**ACTIVITY:**
All of the data below should come back exactly as written, minus its images.
==== DATA TO USE ====
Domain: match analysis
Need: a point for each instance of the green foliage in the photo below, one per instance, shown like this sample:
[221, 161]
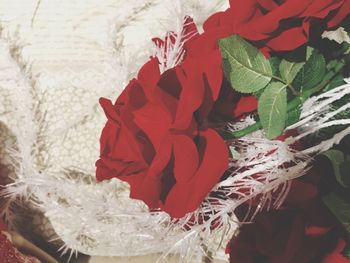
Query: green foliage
[272, 109]
[341, 164]
[244, 65]
[312, 72]
[289, 70]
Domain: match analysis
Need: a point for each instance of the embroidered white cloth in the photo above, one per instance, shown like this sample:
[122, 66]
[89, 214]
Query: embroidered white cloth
[57, 57]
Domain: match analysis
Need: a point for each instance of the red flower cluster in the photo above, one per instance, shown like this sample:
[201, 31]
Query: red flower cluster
[279, 25]
[303, 231]
[157, 137]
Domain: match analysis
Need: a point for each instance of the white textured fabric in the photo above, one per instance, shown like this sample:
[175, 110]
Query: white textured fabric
[57, 57]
====
**SOLVED PROBLEM:**
Domain: match analysis
Need: a point for each instance of the green foliage in the photo below, one per instance, shown like this sample:
[221, 161]
Query: green foliage
[272, 109]
[341, 164]
[244, 65]
[312, 72]
[289, 70]
Domain: match analysis
Need: a point for each instance of the embroidered white cloth in the photo above, one per instance, shown like this sample:
[122, 66]
[89, 214]
Query: embroidered white cloth
[57, 57]
Domain: match analysis
Need: a point for each instance of the red flower cluster in the photo above, one per instance, shown like this sample:
[201, 31]
Query: red flower cluster
[279, 25]
[303, 231]
[157, 137]
Domain: match analysis
Need: a point for each instance of the white textured fabric in the photo above, one per instance, shown like this sample:
[175, 110]
Query: white textured fabric
[57, 57]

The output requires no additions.